WHAT IS NEEDED
From the entries below, pull every line that contains the string "target" and copy each one unchanged, in its original order.

******

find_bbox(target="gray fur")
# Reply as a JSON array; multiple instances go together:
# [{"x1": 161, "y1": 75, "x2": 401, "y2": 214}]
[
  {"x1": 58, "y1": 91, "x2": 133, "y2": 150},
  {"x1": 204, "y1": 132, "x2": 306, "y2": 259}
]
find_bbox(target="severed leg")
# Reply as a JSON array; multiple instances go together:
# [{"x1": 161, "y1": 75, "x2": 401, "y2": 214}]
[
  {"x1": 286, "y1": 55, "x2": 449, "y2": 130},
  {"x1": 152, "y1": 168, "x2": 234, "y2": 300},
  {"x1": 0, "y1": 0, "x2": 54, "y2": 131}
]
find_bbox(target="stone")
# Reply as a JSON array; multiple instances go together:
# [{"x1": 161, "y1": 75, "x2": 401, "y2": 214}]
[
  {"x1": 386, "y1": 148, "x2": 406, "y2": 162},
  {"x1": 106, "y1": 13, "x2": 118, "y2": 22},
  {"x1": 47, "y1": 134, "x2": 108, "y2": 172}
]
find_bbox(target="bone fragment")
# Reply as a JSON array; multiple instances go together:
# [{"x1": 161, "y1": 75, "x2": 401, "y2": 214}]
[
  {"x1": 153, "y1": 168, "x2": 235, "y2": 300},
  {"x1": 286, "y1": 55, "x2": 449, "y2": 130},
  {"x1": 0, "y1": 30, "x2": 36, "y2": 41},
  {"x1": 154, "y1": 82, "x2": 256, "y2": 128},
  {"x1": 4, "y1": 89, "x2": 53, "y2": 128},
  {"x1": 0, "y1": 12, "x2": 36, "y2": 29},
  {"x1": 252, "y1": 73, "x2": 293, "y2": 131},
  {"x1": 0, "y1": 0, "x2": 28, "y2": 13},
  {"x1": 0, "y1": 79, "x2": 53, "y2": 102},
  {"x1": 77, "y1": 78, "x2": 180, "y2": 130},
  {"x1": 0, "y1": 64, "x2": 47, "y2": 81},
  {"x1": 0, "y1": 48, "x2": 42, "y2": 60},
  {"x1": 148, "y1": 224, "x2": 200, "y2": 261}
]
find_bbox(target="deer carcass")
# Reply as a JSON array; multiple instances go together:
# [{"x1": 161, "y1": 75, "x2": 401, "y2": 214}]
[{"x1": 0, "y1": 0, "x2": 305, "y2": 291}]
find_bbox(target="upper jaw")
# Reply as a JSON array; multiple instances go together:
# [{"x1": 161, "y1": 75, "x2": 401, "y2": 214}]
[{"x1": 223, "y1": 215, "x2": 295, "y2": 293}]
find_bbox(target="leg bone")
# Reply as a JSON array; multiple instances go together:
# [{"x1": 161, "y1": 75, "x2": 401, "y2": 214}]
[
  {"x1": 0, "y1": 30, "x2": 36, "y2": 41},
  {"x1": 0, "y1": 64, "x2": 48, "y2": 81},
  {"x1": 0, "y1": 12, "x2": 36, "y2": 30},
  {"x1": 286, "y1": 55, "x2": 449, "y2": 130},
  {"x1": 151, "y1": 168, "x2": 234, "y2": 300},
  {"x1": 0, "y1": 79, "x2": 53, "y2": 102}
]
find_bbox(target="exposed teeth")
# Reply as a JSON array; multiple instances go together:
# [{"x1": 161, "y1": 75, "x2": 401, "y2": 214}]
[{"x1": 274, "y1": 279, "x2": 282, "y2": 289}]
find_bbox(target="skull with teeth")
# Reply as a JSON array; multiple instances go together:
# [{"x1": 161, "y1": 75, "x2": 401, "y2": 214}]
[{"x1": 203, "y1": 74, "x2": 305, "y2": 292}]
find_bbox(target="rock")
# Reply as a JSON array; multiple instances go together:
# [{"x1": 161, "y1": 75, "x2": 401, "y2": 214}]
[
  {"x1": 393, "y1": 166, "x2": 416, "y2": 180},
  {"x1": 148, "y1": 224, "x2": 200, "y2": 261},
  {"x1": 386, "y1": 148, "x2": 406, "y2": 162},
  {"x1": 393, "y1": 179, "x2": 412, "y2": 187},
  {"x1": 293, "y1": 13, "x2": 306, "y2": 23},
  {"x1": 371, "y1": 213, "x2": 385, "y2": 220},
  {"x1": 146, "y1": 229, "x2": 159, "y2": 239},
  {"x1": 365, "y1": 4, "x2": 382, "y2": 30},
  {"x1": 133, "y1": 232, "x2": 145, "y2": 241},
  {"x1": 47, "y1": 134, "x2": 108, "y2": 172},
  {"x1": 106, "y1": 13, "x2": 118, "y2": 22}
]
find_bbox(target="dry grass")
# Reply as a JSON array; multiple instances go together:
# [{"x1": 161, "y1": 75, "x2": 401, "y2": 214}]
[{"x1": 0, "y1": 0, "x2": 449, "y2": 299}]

******

TASK RESULT
find_bbox(target="gray fur")
find_bbox(target="severed leg")
find_bbox(target="stone")
find_bbox(target="bone fragment")
find_bbox(target="deer carcass")
find_bbox(target="upper jaw")
find_bbox(target="leg bone")
find_bbox(target="exposed teeth")
find_bbox(target="skull with teeth")
find_bbox(target="rock")
find_bbox(target="dry grass")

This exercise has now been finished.